• What to produce
Could you pick up the Bitstream documentation below after its last sentence, "Neither chunk2 nor chunk3 have to be evaluated here as you might expect.", and carry it on?

• Page excerpt
A space-efficient representation of a Bool vector, supporting many efficient operations. Bitstreams have an idea of directions controlling how octets are interpreted as bits. There are two types of concrete Bitstreams: Bitstream Left and Bitstream Right.

Left bitstreams interpret an octet as a vector of bits whose LSB comes first and MSB comes last e.g.

• 11110000 => [False, False, False, False, True, True , True , True]
• 10010100 => [False, False, True , False, True, False, False, True]

Bits operations (like toBits) treat a Left bitstream as a little-endian integer.

Right bitstreams interpret an octet as a vector of bits whose MSB comes first and LSB comes last e.g.

• 11110000 => [True, True , True , True, False, False, False, False]
• 10010100 => [True, False, False, True, False, True , False, False]

Bits operations (like toBits) treat a Right bitstream as a big-endian integer.

O(1) The empty Bitstream.

(∅) = empty

U+2205, EMPTY SET

O(1) Convert a Bool into a Bitstream.

O(n) Convert a [Bool] into a Bitstream.

O(n) Convert a Bitstream into a [Bool].

O(n) Convert a list of chunks, strict Bitstreams, into a lazy Bitstream.

O(n) Convert a lazy Bitstream into a list of chunks, strict Bitstreams.

O(n) Convert a lazy ByteString into a lazy Bitstream.

O(n) toByteString bits converts a lazy Bitstream bits into a lazy ByteString. The resulting octets will be padded with zeroes if bs is finite and its length is not multiple of 8.

O(n) Convert a FiniteBits into a Bitstream.

O(n) Convert the lower n bits of the given Bits. In the case that more bits are requested than the Bits provides, this acts as if the Bits has an infinite number of leading 0 bits.

O(n) Convert a Bitstream into a Bits.

O(n) Explicitly convert a Bitstream into a Stream of Bool.

Bitstream operations are automatically fused whenever it's possible, safe, and effective to do so, but sometimes you may find the rules are too conservative. These two functions stream and unstream provide a means for coercive stream fusion.

You should be careful when you use stream. Most functions in this package are optimised to minimise frequency of memory allocations and copyings, but getting Bitstreams back from Stream Bool requires the whole Bitstream to be constructed from scratch. Moreover, for lazy Bitstreams this leads to be an incorrect strictness behaviour because lazy Bitstreams are represented as lists of strict Bitstream chunks but stream can't preserve the original chunk structure. Let's say you have a lazy Bitstream with the following chunks:

bs = [chunk1, chunk2, chunk3, ...]

and you want to drop the first bit of such stream. Our tail is only strict on the chunk1 and will produce the following chunks:

tail bs = [chunk0, chunk1', chunk2, chunk3, ...]

where chunk0 is a singleton vector of the first packet of chunk1 whose first bit is dropped, and chunk1' is a vector of remaining packets of the chunk1. Neither chunk2 nor chunk3 have to be evaluated here as you might expect.

• Stored rows
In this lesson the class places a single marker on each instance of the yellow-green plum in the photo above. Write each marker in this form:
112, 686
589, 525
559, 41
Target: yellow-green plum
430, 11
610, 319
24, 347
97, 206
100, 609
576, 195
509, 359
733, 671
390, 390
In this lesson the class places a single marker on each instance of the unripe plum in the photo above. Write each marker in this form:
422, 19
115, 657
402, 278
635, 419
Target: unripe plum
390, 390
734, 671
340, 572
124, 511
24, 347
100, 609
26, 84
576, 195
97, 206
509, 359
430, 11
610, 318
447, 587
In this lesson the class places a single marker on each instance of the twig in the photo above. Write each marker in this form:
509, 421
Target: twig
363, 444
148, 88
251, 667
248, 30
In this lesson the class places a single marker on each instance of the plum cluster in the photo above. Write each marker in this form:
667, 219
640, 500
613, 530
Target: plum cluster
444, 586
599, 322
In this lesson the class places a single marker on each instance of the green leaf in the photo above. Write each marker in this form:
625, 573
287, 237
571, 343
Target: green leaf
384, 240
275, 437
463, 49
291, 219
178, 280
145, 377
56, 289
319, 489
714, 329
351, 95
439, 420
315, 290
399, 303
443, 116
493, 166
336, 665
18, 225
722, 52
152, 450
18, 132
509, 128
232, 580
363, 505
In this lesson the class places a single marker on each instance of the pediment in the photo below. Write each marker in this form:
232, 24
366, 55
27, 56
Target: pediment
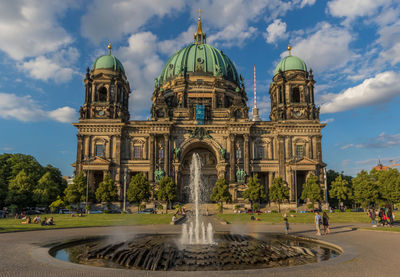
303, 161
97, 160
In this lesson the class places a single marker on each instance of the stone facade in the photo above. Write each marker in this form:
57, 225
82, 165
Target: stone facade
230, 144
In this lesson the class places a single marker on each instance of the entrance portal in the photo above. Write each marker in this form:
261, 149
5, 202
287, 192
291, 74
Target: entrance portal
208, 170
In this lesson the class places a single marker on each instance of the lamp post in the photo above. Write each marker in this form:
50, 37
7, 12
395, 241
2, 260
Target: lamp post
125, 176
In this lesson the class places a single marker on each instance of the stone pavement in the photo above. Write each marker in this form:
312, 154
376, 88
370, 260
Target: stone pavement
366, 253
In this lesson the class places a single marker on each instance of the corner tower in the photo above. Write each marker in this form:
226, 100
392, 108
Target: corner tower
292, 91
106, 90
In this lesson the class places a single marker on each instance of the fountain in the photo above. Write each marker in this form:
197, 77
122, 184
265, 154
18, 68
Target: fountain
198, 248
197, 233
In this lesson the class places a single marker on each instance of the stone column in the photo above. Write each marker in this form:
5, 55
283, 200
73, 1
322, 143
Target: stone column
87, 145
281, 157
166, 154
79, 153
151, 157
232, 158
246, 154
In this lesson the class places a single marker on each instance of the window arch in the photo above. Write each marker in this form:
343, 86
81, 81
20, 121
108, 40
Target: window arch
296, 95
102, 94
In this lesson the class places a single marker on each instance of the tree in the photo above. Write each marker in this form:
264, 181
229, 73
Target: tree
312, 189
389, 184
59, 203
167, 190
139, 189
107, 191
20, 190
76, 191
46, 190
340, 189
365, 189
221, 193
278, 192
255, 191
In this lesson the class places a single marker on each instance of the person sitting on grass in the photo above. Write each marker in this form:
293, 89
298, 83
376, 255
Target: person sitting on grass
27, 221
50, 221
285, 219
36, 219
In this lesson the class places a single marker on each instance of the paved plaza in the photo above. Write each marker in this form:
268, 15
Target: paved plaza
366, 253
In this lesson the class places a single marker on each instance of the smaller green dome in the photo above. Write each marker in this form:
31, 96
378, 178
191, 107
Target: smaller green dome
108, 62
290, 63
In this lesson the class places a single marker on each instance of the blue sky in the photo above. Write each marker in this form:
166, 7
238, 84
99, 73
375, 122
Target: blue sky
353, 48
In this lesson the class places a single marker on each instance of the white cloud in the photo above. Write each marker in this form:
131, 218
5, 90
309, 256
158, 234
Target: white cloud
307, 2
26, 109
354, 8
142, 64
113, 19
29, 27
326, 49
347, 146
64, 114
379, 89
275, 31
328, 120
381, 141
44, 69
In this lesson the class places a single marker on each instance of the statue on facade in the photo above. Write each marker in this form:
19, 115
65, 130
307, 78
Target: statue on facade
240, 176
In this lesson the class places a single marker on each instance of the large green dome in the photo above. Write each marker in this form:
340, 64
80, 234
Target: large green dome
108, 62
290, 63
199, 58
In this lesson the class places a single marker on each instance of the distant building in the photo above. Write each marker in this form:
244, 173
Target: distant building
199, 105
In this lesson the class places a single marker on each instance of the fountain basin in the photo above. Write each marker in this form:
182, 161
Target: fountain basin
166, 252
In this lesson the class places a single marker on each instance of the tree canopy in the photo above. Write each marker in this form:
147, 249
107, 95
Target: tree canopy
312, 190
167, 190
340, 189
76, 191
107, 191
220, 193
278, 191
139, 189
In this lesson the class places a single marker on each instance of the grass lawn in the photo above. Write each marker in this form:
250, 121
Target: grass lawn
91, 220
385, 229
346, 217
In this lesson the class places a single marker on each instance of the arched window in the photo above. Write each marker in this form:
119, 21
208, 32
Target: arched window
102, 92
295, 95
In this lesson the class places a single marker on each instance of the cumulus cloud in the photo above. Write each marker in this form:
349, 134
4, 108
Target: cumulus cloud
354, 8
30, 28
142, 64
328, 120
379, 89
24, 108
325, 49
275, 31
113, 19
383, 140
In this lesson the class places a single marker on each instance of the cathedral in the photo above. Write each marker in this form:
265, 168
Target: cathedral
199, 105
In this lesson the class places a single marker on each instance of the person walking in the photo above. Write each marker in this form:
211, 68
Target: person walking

• Task answer
But think about the following expression:

import qualified Data.Vector.Fusion.Stream as Stream
unstream $ Stream.tail $ stream bs

the resulting chunk structure will be:

[chunk1', chunk2', chunk3', ...]

where each and every chunks are slightly different from the original chunks, and this time chunk1' has the same length as chunk1 but the last bit of chunk1' is from the first bit of chunk2. This means when you next time apply some functions strict on the first chunk, you end up fully evaluating chunk2 as well as chunk1 and this can be a serious misbehaviour for lazy Bitstreams.

The automatic fusion rules are carefully designed to fire only when there aren't any reason to preserve the original packet / chunk structure.

O(n) Convert a Stream of Bool into a Bitstream.

O(n) Convert a Bitstream Left into a Bitstream Right. Bit directions only affect octet-based operations such as toByteString.

O(n) Convert a Bitstream Right into a Bitstream Left. Bit directions only affect octet-based operations such as toByteString.

strict: O(n), lazy: O(1) cons is an analogous to (:) for lists.

O(n) For strict Bitstreams, cons' is exactly the same as cons.

For lazy ones, cons' is strict in the Bitstream we are consing onto. More precisely, it forces the first chunk to be evaluated. It does this because, for space efficiency, it may coalesce the new bit onto the first chunk rather than starting a new chunk.

O(n) Append a bit to the end of a Bitstream.

O(n) Append two Bitstreams.

(⧺) = append

U+29FA, DOUBLE PLUS

O(1) Extract the first bit of a non-empty Bitstream. An exception will be thrown if empty.

strict: O(1), lazy: O(n) Extract the last bit of a finite Bitstream. An exception will be thrown if empty.

O(1) Extract the bits after the head of a non-empty Bitstream. An exception will be thrown if empty.

O(n) Return all the bits of a Bitstream except the last one. An exception will be thrown if empty.

O(1) Test whether a Bitstream is empty.

strict: O(1), lazy: O(n) Return the length of a finite Bitstream.

O(n) Map a function over a Bitstream.

O(n) Reverse a Bitstream.

O(n) foldl, applied to a binary operator, a starting value (typically the left-identity of the operator), and a Bitstream, reduces the Bitstream using the binary operator, from left to right:

foldl f z [x1, x2, ..., xn] == (...((z f x1) f x2) f...) f xn

The Bitstream must be finite.

O(n) foldl' is a variant of foldl that is strict on the accumulator.

O(n) foldl1 is a variant of foldl that has no starting value argument, and thus must be applied to non-empty Bitstreams.

O(n) A strict version of foldl1.

O(n) foldr, applied to a binary operator, a starting value (typically the right-identity of the operator), and a Bitstream, reduces the Bitstream using the binary operator, from right to left:

foldr f z [x1, x2, ..., xn] == x1 f (x2 f ... (xn f z)...)

O(n) foldr1 is a variant of foldr that has no starting value argument, and thus must be applied to non-empty Bitstreams.

O(n) Concatenate all Bitstreams in the list.

Map a function over a Bitstream and concatenate the results.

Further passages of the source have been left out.